**RECORDED DATA**.
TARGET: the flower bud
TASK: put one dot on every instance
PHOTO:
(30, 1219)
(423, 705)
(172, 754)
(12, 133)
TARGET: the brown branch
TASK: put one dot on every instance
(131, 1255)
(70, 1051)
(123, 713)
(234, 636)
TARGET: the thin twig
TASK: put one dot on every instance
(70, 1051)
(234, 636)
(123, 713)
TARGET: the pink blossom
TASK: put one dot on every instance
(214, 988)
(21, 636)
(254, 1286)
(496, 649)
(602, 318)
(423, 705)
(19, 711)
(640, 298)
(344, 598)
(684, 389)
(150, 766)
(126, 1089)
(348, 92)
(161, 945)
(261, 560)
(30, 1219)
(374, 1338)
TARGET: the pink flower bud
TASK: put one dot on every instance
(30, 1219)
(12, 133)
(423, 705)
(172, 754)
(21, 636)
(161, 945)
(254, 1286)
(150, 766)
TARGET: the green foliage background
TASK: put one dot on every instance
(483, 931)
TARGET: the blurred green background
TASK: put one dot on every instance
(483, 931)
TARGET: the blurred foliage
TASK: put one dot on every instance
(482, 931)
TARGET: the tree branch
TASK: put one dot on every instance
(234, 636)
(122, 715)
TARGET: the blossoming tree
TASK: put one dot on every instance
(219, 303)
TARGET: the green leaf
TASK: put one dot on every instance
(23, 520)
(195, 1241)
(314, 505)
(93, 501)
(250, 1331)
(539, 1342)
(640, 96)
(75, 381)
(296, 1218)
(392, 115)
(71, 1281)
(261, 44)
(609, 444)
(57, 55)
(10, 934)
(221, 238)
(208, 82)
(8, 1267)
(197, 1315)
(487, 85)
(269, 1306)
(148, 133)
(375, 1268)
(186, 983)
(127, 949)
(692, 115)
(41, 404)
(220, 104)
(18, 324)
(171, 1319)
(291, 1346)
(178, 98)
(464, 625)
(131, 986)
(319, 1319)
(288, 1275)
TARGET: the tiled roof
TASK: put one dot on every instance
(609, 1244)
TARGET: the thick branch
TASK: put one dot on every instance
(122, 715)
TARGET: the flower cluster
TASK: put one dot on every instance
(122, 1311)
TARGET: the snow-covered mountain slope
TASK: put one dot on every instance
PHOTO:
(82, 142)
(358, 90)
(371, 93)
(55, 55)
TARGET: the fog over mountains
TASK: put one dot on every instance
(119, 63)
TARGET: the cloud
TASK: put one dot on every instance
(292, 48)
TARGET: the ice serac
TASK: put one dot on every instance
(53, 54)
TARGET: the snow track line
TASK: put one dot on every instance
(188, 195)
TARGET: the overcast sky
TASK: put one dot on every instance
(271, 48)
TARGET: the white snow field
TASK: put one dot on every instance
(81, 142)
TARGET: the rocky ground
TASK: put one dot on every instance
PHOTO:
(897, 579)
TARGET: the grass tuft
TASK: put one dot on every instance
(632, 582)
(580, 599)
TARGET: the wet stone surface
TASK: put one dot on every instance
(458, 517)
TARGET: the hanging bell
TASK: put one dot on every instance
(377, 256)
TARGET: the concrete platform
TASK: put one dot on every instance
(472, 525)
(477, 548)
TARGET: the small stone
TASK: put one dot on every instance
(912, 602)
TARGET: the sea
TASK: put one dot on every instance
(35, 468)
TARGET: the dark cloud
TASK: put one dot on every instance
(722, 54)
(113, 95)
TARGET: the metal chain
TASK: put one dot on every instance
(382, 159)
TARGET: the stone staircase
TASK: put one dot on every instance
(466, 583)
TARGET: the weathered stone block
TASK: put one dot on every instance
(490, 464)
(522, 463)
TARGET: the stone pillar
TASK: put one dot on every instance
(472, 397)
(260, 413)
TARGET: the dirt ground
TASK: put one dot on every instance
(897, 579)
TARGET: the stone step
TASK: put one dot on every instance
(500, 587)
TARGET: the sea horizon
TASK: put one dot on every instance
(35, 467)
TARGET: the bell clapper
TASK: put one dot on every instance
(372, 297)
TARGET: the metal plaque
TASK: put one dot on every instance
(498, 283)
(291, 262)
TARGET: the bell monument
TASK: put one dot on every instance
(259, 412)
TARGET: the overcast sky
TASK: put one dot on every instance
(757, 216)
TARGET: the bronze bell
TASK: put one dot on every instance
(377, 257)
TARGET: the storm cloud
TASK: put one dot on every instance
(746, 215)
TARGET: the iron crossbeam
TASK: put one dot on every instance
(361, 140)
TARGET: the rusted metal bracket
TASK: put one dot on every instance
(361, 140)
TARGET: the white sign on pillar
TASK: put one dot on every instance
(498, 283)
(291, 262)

**WORK TO BE COMPLETED**. Reproduce all of the records above verbatim, keeping every line in its original order.

**SOLVED PROBLEM**.
TARGET: the flower bud
TASK: put one dot on every instance
PHOTO:
(30, 1219)
(423, 705)
(172, 754)
(12, 133)
TARGET: the brown branch
TASK: put one dot on every instance
(131, 1255)
(70, 1051)
(123, 713)
(234, 636)
TARGET: the thin twig
TASK: put one dot on every instance
(70, 1051)
(234, 636)
(123, 713)
TARGET: the pink blossom
TASK: put one dot on every instance
(214, 988)
(21, 636)
(254, 1286)
(496, 649)
(602, 318)
(423, 705)
(19, 711)
(640, 298)
(344, 598)
(684, 389)
(150, 766)
(126, 1089)
(348, 92)
(161, 945)
(261, 560)
(30, 1219)
(374, 1338)
TARGET: the pink flower bud
TASK: put one dot on every instance
(30, 1219)
(12, 133)
(423, 705)
(172, 754)
(21, 636)
(161, 945)
(254, 1286)
(150, 766)
TARGET: the green foliage background
TASK: put one dot on every instance
(483, 931)
TARGET: the blurred green background
TASK: put one dot on every instance
(483, 931)
TARGET: the blurred foliage
TASK: put one dot on every instance
(482, 931)
TARGET: the tree branch
TASK: put one dot on every instance
(234, 636)
(122, 715)
TARGET: the blossoming tree
TASK: put one dot on every instance
(219, 303)
TARGET: the green leaf
TASK: put one dot on every instance
(23, 520)
(195, 1241)
(314, 505)
(93, 501)
(250, 1331)
(539, 1342)
(640, 96)
(75, 381)
(296, 1218)
(392, 115)
(71, 1281)
(261, 44)
(609, 444)
(57, 55)
(10, 934)
(221, 238)
(208, 82)
(8, 1267)
(197, 1315)
(487, 85)
(269, 1306)
(148, 133)
(375, 1268)
(186, 983)
(127, 949)
(692, 115)
(41, 404)
(220, 104)
(18, 324)
(171, 1319)
(291, 1346)
(178, 98)
(464, 625)
(131, 986)
(319, 1319)
(288, 1275)
TARGET: the tiled roof
TASK: put one dot on every instance
(609, 1244)
TARGET: the thick branch
TASK: put one dot on every instance
(122, 715)
TARGET: the flower cluster
TASK: put one dot on every instance
(122, 1311)
TARGET: the snow-covered mountain slope
TASK: put one dot on every instance
PHOTO:
(82, 142)
(358, 90)
(371, 93)
(55, 55)
TARGET: the fog over mountains
TASK: put one dot on every instance
(119, 63)
TARGET: the cloud
TASK: put one dot on every instance
(292, 48)
TARGET: the ice serac
TASK: put one dot on every instance
(53, 54)
TARGET: the snow track line
TASK: put one dot on every instance
(188, 195)
TARGET: the overcast sky
TASK: put one dot on every instance
(271, 48)
TARGET: the white snow field
TASK: put one dot on every instance
(81, 142)
TARGET: the rocky ground
TASK: put one dot on every instance
PHOTO:
(897, 579)
TARGET: the grass tuft
TASK: put one dot on every instance
(632, 582)
(580, 599)
TARGET: the wet stone surface
TASK: put one dot on every instance
(458, 517)
TARGET: the hanging bell
TASK: put one dot on every instance
(377, 256)
TARGET: the concrete platform
TASK: put one dot on every instance
(472, 525)
(477, 548)
TARGET: the small stone
TASK: put one dot on every instance
(912, 602)
TARGET: the sea
TASK: put one dot on every instance
(35, 468)
TARGET: the dark cloud
TASK: put one dot on every instance
(722, 54)
(113, 95)
TARGET: the metal chain
TASK: put one dot on every instance
(382, 159)
TARGET: the stone staircase
TASK: put one dot on every instance
(466, 583)
TARGET: the weathered stone block
TASK: put one dot on every instance
(490, 464)
(522, 463)
TARGET: the stone pillar
TASK: put one dot on every instance
(472, 397)
(260, 413)
TARGET: the dirt ground
TASK: put one dot on every instance
(897, 579)
TARGET: the stone step
TASK: put one dot on every instance
(500, 587)
TARGET: the sea horizon
TASK: put one dot on every instance
(35, 467)
TARGET: the bell clapper
TASK: put one dot on every instance
(372, 297)
TARGET: the metal plaque
TASK: put one dot on every instance
(498, 283)
(291, 262)
TARGET: the bell monument
TASK: put one dot on every instance
(259, 412)
TARGET: the overcast sky
TASK: put one dot on every instance
(757, 216)
TARGET: the bronze bell
TASK: put one dot on every instance
(377, 257)
TARGET: the storm cloud
TASK: put one dot on every instance
(746, 215)
TARGET: the iron crossbeam
TASK: put one dot on every instance
(361, 140)
TARGET: the rusted metal bracket
TASK: put one dot on every instance
(361, 140)
TARGET: the white sign on pillar
TASK: put one dot on every instance
(498, 283)
(291, 262)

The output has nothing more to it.